## Task objective
Would you set down the complete data below, exactly as shown?
Start of Source data
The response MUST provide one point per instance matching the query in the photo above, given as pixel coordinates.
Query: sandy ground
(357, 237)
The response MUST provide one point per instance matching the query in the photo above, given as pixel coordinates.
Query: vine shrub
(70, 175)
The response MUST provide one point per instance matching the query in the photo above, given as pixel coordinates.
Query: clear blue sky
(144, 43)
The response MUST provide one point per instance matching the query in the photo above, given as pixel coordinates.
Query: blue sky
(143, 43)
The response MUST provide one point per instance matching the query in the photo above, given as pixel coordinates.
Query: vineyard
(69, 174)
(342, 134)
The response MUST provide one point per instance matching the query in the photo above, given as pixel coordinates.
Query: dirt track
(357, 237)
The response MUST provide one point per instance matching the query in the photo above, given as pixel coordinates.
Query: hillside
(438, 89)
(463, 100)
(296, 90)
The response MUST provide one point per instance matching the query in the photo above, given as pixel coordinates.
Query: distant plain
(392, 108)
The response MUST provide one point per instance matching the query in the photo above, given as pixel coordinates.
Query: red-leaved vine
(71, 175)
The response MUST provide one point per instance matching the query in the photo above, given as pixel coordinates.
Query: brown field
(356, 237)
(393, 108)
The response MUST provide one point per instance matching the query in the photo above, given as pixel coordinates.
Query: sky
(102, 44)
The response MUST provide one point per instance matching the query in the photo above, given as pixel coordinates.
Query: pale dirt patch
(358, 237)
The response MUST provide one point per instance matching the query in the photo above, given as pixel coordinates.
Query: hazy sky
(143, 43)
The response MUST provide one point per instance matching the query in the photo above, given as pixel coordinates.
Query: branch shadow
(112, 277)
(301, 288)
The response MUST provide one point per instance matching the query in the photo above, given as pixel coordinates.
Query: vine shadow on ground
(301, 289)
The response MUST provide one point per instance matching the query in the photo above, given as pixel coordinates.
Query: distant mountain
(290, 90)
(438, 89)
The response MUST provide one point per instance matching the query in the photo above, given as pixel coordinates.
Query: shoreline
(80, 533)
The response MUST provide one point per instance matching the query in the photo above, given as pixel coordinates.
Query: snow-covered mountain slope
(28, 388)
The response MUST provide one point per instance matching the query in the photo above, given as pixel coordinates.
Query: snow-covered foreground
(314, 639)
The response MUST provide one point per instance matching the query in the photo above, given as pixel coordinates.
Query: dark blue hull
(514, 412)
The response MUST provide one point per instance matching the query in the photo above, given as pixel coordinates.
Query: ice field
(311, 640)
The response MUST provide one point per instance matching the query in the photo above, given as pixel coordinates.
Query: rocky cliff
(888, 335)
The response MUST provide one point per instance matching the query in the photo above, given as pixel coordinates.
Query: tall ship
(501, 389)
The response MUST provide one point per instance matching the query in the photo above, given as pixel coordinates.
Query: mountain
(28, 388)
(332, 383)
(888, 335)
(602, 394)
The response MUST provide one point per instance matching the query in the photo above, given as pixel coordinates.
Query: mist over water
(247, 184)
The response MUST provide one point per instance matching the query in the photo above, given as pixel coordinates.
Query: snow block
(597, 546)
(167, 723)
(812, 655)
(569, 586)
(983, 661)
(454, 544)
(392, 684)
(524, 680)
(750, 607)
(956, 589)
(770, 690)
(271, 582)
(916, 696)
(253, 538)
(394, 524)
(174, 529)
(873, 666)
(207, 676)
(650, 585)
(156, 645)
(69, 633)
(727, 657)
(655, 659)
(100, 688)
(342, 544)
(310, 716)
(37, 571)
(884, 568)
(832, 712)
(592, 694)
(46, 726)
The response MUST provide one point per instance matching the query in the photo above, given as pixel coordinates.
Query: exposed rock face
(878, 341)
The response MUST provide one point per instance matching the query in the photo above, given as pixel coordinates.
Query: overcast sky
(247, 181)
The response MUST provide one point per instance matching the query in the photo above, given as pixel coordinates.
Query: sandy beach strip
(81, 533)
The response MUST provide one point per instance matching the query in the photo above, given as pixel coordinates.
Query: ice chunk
End of Source data
## The completed task
The response MUST provide one point per instance matching the query in the photo above, given as pixel coordinates.
Query: sandy ground
(357, 237)
The response MUST provide one point per instance matching the query in the photo above, given as pixel coordinates.
Query: vine shrub
(70, 175)
The response MUST provide one point per instance matching the query in the photo above, given as pixel coordinates.
Query: clear blue sky
(144, 43)
The response MUST provide one point per instance matching the query in the photo above, given as pixel coordinates.
Query: blue sky
(143, 43)
The response MUST provide one point per instance matching the query in the photo above, given as pixel coordinates.
Query: vineyard
(69, 174)
(342, 134)
The response MUST provide one point per instance matching the query in the photo above, given as pixel coordinates.
Query: dirt track
(357, 237)
The response MUST provide one point per instance matching the query in the photo above, given as pixel coordinates.
Query: hillside
(438, 89)
(463, 100)
(296, 90)
The response MUST provide one point per instance matching the query in the photo above, given as pixel coordinates.
Query: distant plain
(392, 108)
The response MUST provide one point per instance matching the query in the photo above, given as pixel coordinates.
Query: red-leaved vine
(71, 175)
The response MUST provide one point per instance matching the query in the photo above, given as pixel coordinates.
Query: brown field
(356, 237)
(393, 108)
The response MUST provide one point per instance matching the query in the photo above, given as pixel coordinates.
Query: sky
(102, 44)
The response MUST provide one point per instance matching the query in the photo above, given as pixel coordinates.
Query: pale dirt patch
(358, 237)
The response MUST provide one point per instance matching the query in the photo above, given as pixel coordinates.
Query: hazy sky
(143, 43)
The response MUST provide one point per instance matching the query in the photo above, given as pixel coordinates.
Query: branch shadow
(112, 277)
(301, 288)
The response MUST provide one point per instance matching the query in the photo above, given as pixel coordinates.
Query: vine shadow on ground
(301, 289)
The response MUST provide one point per instance matching the query in the photo above, given as pixel coordinates.
Query: distant mountain
(290, 90)
(438, 89)
The response MUST provide one point per instance matching the query in the photo above, given as pixel coordinates.
Query: shoreline
(80, 533)
The response MUST provide one point per instance matching the query in the photo above, given as pixel coordinates.
Query: snow-covered mountain slope
(28, 388)
The response MUST provide one point per instance matching the query in the photo above, given as pixel coordinates.
Query: snow-covered foreground
(314, 639)
The response MUST provide one point per instance matching the query in the photo above, given as pixel coordinates.
Query: dark blue hull
(514, 412)
The response MUST provide one point per instance matching the query in the photo above, given as pixel coordinates.
Query: ice field
(311, 640)
The response MUST provide one point per instance matching the query in the photo above, given as pixel coordinates.
Query: rocky cliff
(888, 335)
The response MUST provide one point per instance matching the query in the photo above, given as pixel coordinates.
Query: tall ship
(501, 389)
The response MUST provide one point per instance matching the query in the photo above, given as pixel coordinates.
Query: mountain
(28, 388)
(332, 383)
(888, 335)
(602, 394)
The response MUST provide one point per instance matching the query in the photo above, given as pixel coordinates.
Query: mist over water
(247, 184)
The response MUST provide one point per instance matching the query in the photo above, given as pixel coordinates.
Query: snow block
(597, 546)
(167, 723)
(812, 655)
(569, 586)
(983, 661)
(454, 544)
(392, 684)
(524, 680)
(750, 607)
(956, 589)
(770, 690)
(271, 582)
(916, 696)
(253, 538)
(394, 524)
(174, 529)
(873, 666)
(207, 676)
(650, 585)
(156, 645)
(69, 633)
(727, 657)
(655, 659)
(100, 688)
(342, 544)
(310, 716)
(37, 571)
(884, 568)
(832, 712)
(592, 694)
(46, 726)
The response MUST provide one point per instance matching the query in the photo above, given as pixel coordinates.
Query: exposed rock face
(878, 341)
The response MUST provide one point per instance matching the query in the photo above, given as pixel coordinates.
Query: overcast sky
(247, 181)
The response MUST provide one point per instance matching the query in the photo above, given as pixel coordinates.
Query: sandy beach strip
(81, 533)
The response MUST provide one point per instance matching the query in the photo above, given as pixel coordinates.
Query: ice chunk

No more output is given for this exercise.